## TASK PROMPT
Print verbatim the lines of the entries from the one containing "mark: the projection on wall" to the last, inclusive, and no others.

## GIVEN DATA
--- START ---
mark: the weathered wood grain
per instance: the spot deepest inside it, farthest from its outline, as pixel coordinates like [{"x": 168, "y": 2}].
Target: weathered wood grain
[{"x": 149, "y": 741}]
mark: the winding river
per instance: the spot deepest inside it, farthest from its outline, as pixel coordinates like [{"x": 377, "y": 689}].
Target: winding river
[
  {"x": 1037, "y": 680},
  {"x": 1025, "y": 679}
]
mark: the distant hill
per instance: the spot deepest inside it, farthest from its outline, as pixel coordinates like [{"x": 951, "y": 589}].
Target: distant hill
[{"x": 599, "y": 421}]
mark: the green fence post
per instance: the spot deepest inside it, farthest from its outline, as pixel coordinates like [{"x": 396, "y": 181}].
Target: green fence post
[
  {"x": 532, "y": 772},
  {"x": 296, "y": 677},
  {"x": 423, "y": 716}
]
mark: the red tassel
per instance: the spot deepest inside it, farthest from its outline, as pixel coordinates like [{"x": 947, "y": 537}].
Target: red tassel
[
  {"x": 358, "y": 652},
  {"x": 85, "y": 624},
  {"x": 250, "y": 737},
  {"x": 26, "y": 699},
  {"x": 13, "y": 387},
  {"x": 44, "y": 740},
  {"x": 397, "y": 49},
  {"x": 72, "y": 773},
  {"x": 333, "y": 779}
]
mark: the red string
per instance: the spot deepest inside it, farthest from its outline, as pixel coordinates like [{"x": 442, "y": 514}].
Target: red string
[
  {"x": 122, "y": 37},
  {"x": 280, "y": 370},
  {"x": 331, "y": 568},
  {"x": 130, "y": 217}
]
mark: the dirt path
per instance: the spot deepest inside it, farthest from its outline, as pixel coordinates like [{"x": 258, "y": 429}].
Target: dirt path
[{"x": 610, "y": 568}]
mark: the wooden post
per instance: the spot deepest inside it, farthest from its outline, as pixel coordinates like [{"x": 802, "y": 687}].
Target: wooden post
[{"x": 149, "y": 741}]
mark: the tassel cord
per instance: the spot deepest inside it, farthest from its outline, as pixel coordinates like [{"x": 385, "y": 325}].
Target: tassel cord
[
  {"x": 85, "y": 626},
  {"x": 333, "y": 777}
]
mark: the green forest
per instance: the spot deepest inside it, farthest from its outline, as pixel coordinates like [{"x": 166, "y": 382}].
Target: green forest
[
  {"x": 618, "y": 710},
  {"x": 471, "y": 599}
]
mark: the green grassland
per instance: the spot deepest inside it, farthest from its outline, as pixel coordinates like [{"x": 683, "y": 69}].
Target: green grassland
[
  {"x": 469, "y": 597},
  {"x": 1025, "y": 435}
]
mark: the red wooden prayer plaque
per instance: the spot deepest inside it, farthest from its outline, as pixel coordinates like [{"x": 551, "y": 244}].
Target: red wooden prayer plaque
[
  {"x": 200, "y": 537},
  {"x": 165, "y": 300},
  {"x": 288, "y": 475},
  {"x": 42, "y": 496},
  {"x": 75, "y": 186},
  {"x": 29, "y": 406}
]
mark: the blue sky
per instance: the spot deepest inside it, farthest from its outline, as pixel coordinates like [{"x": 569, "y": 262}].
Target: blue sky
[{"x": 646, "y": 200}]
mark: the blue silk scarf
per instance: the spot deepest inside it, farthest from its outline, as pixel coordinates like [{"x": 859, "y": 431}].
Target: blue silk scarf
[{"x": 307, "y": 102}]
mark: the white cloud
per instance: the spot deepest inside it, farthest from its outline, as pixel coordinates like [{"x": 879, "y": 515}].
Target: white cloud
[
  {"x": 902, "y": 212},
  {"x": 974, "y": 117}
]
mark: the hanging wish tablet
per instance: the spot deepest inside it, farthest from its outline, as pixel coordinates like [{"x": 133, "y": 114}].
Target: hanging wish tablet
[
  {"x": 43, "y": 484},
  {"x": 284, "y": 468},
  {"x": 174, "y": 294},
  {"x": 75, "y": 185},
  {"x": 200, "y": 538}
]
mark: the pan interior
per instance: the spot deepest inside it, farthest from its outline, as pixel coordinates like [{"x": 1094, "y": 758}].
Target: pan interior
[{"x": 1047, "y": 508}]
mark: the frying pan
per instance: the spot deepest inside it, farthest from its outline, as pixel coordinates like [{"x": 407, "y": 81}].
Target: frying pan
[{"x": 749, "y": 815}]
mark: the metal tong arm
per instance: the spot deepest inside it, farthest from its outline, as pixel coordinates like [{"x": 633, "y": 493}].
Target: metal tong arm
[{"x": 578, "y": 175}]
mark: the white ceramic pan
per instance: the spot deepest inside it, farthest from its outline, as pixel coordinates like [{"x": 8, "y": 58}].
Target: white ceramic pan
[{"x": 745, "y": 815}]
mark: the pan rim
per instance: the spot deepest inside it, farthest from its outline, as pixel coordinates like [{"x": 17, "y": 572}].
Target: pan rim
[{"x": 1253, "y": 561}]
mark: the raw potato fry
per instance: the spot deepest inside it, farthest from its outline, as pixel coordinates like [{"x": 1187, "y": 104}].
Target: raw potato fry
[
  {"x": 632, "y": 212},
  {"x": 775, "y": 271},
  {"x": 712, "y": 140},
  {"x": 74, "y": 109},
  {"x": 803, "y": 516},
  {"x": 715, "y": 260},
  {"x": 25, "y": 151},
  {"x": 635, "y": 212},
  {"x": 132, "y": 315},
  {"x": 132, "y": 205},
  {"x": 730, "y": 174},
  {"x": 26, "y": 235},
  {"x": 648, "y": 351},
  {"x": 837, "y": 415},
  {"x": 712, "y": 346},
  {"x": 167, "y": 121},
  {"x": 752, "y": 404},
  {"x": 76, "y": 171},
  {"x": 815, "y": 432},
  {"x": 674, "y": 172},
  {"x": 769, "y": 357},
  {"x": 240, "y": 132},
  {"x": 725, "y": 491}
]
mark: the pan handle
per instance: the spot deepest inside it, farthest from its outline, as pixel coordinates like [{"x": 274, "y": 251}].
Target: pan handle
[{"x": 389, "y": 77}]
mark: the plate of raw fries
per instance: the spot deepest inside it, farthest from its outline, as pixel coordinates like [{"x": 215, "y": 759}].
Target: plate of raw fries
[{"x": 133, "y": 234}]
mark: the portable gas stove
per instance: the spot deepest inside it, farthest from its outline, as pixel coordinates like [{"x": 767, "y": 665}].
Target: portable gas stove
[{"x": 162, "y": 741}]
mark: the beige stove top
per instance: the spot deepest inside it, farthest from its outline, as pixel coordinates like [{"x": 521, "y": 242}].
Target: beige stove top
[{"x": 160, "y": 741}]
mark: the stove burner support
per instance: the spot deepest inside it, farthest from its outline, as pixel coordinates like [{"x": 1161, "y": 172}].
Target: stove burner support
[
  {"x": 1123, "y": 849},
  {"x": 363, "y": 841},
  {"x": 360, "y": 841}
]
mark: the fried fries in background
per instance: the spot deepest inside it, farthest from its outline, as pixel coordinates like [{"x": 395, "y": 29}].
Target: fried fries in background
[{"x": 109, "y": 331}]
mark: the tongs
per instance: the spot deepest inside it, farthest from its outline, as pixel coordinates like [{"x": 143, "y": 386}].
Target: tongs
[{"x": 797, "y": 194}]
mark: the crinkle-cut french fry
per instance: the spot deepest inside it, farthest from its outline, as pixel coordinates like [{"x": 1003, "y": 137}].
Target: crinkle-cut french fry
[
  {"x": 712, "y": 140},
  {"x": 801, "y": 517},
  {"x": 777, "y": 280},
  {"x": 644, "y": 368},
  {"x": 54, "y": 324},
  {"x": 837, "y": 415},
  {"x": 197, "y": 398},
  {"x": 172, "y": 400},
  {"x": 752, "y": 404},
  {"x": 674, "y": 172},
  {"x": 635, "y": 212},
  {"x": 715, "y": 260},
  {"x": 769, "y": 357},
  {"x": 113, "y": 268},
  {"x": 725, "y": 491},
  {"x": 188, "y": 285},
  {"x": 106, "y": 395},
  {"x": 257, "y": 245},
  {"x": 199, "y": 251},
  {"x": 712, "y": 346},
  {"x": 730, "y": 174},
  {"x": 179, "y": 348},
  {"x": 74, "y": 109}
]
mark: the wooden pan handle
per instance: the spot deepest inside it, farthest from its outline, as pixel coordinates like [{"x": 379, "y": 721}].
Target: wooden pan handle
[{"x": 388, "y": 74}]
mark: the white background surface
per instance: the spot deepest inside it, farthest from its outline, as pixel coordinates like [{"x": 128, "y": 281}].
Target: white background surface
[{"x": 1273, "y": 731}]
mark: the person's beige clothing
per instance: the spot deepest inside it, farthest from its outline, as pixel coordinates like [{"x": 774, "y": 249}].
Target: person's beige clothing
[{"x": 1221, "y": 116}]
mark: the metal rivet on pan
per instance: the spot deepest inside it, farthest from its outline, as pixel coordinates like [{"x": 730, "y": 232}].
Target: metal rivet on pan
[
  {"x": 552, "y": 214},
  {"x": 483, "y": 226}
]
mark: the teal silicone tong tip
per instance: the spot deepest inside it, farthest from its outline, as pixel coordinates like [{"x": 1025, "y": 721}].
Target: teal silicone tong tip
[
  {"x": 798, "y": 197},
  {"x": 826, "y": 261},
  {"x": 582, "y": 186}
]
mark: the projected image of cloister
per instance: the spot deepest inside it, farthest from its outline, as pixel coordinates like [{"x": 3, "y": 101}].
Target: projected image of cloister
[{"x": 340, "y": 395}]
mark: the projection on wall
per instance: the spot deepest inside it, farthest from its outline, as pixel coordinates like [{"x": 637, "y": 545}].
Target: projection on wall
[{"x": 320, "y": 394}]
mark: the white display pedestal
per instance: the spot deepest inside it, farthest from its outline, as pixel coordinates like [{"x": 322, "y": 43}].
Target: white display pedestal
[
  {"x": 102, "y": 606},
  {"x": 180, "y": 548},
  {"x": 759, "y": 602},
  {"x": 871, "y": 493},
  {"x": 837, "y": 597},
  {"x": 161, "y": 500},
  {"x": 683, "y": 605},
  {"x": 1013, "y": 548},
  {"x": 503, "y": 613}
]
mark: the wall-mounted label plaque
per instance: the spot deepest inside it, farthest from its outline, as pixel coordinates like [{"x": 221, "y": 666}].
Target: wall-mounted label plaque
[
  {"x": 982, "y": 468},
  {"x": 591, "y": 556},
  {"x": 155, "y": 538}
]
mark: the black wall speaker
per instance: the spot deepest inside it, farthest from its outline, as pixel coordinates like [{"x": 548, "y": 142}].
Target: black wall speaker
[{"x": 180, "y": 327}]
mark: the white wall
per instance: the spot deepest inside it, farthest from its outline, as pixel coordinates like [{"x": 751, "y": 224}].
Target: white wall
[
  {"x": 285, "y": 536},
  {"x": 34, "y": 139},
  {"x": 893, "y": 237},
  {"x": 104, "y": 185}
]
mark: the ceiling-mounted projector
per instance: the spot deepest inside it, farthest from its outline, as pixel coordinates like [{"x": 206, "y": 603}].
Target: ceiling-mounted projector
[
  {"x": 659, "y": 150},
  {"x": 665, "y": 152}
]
--- END ---
## SOLUTION BELOW
mark: the projection on wall
per instance: the spot deepest inside it, farthest from its outline, as pixel coordinates like [{"x": 637, "y": 545}].
Target: projection on wall
[{"x": 320, "y": 394}]
mark: the white display pedestal
per instance: the spot deepest inside it, farthest from its outline, as pixel coordinates like [{"x": 322, "y": 43}].
Target: white display pedestal
[
  {"x": 102, "y": 606},
  {"x": 180, "y": 548},
  {"x": 759, "y": 602},
  {"x": 871, "y": 493},
  {"x": 837, "y": 597},
  {"x": 161, "y": 500},
  {"x": 683, "y": 605},
  {"x": 1013, "y": 548},
  {"x": 503, "y": 613}
]
mark: the wall-mounted label plaque
per instance: the spot deepest inside it, farthest from its outline, as pixel coordinates like [{"x": 221, "y": 666}].
Target: wall-mounted label plaque
[
  {"x": 982, "y": 468},
  {"x": 591, "y": 556},
  {"x": 155, "y": 538}
]
mark: the black wall speaker
per instance: the spot deepest inside it, farthest from its outline, as pixel coordinates like [{"x": 548, "y": 142}].
Target: black wall speaker
[{"x": 180, "y": 327}]
mark: the white wall
per instance: the spot deepest inside it, farthest from its outline, as pixel coordinates like [{"x": 751, "y": 224}].
Target: white wall
[
  {"x": 285, "y": 536},
  {"x": 34, "y": 139},
  {"x": 893, "y": 237},
  {"x": 104, "y": 185}
]
mark: the ceiling-mounted projector
per instance: the spot deepest inside it, farthest from its outline, as pixel coordinates like [{"x": 206, "y": 603}].
Target: ceiling-mounted projector
[
  {"x": 659, "y": 150},
  {"x": 665, "y": 152}
]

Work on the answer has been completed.